__Brief__
Write out the entries, please, from the line containing "[spot] the rider's foot, one" through their final line, exactly and with nothing else.

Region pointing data
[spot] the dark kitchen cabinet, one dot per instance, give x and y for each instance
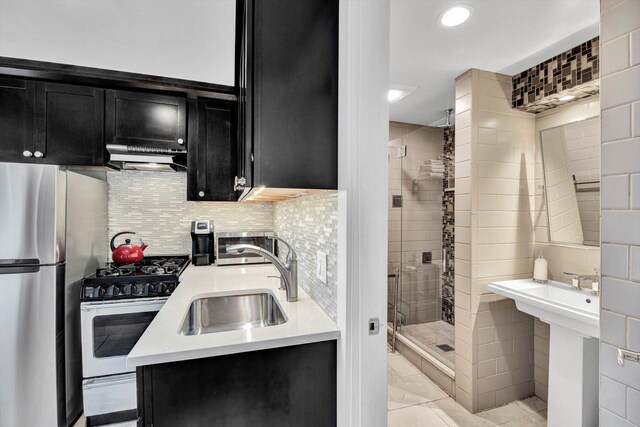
(70, 125)
(17, 119)
(145, 119)
(287, 74)
(286, 386)
(212, 157)
(51, 123)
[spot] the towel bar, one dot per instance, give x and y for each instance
(627, 355)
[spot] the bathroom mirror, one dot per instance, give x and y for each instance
(571, 162)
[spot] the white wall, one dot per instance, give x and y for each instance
(188, 39)
(363, 117)
(620, 307)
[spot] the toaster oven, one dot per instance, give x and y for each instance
(257, 238)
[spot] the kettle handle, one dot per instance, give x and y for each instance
(113, 247)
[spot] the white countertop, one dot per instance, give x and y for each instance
(162, 341)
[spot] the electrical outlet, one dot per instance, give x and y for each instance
(321, 267)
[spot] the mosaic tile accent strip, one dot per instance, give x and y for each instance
(155, 206)
(448, 229)
(575, 72)
(310, 224)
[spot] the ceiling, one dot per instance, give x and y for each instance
(506, 36)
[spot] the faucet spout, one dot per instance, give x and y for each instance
(288, 270)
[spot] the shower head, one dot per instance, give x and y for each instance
(444, 122)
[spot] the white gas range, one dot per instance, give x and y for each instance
(118, 304)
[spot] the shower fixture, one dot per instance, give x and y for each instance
(447, 120)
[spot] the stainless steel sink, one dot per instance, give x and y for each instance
(231, 312)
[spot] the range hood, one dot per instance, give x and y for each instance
(147, 158)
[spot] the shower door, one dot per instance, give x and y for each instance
(415, 241)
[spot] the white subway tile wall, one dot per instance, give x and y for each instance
(561, 258)
(155, 206)
(310, 224)
(494, 241)
(620, 312)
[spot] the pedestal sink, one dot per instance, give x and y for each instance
(574, 316)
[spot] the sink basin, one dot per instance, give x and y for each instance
(554, 303)
(232, 312)
(574, 319)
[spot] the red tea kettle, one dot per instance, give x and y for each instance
(127, 253)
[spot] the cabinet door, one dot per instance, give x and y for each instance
(244, 68)
(295, 89)
(142, 119)
(17, 120)
(212, 156)
(70, 122)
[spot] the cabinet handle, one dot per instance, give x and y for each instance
(240, 183)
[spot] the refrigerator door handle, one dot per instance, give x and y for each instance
(19, 269)
(18, 266)
(18, 262)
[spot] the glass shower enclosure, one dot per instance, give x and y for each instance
(420, 306)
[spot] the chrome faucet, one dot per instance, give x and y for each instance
(593, 281)
(288, 270)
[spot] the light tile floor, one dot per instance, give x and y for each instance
(428, 335)
(416, 401)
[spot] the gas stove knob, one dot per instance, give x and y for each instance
(113, 291)
(130, 289)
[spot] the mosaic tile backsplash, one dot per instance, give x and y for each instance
(155, 206)
(448, 229)
(310, 224)
(575, 72)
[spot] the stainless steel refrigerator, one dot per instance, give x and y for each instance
(53, 232)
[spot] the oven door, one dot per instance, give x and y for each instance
(261, 239)
(110, 330)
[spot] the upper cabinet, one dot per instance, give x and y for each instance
(17, 119)
(51, 123)
(144, 119)
(213, 155)
(70, 122)
(287, 64)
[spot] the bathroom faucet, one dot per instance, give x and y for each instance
(288, 270)
(577, 279)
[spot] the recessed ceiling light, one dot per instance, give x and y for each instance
(397, 92)
(455, 15)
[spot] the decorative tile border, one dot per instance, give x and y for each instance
(448, 241)
(574, 72)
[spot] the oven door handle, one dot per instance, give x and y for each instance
(94, 306)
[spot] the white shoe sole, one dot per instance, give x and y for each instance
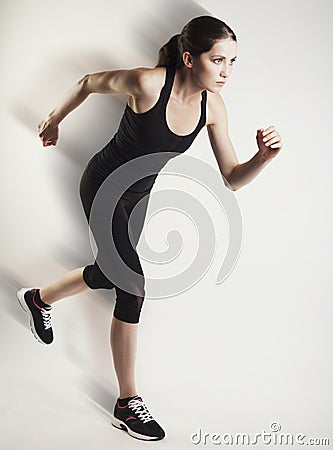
(24, 306)
(122, 426)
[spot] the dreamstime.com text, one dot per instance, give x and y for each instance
(272, 437)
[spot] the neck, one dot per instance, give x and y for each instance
(185, 88)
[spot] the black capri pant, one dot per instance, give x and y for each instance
(128, 304)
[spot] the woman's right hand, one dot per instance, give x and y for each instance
(48, 132)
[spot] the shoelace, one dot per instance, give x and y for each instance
(46, 318)
(141, 410)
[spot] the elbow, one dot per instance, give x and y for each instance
(83, 84)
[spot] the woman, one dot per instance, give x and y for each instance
(167, 107)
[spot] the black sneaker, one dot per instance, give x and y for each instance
(40, 317)
(137, 420)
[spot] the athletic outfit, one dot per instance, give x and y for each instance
(144, 134)
(138, 134)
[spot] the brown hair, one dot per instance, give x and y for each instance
(198, 36)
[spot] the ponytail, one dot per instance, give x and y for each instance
(198, 36)
(169, 54)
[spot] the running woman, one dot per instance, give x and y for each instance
(167, 107)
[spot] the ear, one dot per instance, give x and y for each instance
(188, 60)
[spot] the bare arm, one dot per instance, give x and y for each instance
(238, 175)
(109, 82)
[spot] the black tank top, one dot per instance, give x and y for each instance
(143, 133)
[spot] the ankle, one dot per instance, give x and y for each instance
(42, 297)
(127, 394)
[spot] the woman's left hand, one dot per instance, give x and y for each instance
(269, 142)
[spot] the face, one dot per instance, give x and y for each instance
(214, 67)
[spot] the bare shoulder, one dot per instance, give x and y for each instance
(149, 85)
(216, 110)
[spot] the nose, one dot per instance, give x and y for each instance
(225, 70)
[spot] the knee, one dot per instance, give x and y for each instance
(128, 306)
(95, 278)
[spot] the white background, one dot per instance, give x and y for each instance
(224, 358)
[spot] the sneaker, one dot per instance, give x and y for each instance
(40, 317)
(137, 420)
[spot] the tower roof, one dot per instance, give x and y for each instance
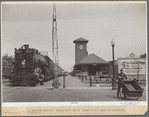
(80, 40)
(92, 59)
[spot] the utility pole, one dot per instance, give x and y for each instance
(55, 54)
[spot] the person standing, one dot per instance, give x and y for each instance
(122, 76)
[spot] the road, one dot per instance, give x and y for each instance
(75, 90)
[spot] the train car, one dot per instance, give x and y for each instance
(31, 67)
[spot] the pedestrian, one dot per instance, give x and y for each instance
(122, 76)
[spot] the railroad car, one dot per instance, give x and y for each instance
(31, 67)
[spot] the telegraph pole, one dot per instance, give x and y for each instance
(55, 54)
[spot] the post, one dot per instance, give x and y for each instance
(113, 79)
(82, 78)
(64, 86)
(90, 81)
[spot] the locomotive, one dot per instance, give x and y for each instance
(31, 67)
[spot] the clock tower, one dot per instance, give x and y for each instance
(80, 49)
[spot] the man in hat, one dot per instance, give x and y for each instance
(122, 76)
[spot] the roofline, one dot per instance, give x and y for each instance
(92, 63)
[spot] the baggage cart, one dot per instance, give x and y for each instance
(130, 89)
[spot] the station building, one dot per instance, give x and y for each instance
(87, 63)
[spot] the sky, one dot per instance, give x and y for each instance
(99, 22)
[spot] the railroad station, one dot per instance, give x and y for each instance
(31, 76)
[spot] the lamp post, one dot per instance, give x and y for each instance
(113, 79)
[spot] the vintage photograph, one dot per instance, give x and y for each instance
(73, 53)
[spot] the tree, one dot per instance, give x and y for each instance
(143, 55)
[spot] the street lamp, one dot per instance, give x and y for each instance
(113, 79)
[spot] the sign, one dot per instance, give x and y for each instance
(132, 66)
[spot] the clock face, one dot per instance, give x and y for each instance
(81, 46)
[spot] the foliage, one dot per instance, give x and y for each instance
(8, 58)
(143, 55)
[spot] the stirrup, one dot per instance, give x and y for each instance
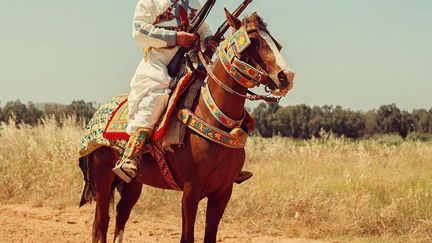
(243, 176)
(122, 174)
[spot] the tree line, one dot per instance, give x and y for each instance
(20, 113)
(303, 122)
(299, 121)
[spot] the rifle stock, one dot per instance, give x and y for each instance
(177, 61)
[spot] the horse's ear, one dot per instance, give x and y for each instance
(233, 21)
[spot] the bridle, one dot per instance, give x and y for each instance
(248, 76)
(243, 73)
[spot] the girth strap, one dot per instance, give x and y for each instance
(216, 112)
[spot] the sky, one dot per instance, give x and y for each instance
(357, 54)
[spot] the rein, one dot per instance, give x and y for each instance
(250, 95)
(244, 74)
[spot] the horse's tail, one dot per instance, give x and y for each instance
(89, 188)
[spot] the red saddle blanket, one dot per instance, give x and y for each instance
(116, 127)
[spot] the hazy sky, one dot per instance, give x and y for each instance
(358, 54)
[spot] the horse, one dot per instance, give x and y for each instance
(202, 168)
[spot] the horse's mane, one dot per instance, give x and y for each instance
(254, 21)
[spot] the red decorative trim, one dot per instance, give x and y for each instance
(209, 132)
(159, 156)
(115, 135)
(172, 103)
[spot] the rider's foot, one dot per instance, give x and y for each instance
(126, 169)
(243, 176)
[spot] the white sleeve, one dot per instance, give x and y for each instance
(204, 31)
(144, 32)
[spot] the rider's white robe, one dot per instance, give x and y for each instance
(149, 86)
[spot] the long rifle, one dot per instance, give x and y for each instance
(177, 61)
(218, 36)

__Result of this exercise__
[spot] the rider's foot, one dot per instance, give x and y for each instance
(126, 169)
(243, 176)
[spot] the white sleeve, one dot per instance, give x and y for each instance
(204, 31)
(144, 32)
[spot] the rider's white robe, one dot per instance, give x and y for each instance
(149, 86)
[spot] the long rifle, one dot per instance, give x and y for each instance
(177, 61)
(218, 36)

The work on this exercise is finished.